### DIRECTIONS FOR THIS TASK:
Only the number is wanted: how many lines in the material below contain "kindly".

==== SUPPLIED ENTRIES

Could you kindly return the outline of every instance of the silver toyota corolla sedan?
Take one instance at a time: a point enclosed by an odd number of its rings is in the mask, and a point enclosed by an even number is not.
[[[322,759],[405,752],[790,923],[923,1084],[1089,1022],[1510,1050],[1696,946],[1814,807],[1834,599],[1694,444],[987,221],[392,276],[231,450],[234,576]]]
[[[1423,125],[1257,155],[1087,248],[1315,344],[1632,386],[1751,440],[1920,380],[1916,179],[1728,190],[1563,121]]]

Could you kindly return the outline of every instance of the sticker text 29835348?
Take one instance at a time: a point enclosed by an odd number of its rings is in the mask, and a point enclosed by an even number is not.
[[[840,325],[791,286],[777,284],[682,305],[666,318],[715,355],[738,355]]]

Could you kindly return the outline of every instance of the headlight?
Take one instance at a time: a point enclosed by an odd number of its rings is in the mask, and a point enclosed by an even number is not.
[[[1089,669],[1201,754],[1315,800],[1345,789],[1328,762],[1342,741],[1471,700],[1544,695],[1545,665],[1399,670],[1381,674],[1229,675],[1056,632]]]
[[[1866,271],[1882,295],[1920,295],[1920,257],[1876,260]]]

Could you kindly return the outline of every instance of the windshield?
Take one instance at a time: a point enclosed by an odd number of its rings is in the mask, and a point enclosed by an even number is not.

========

### OUTPUT OF THE TASK:
4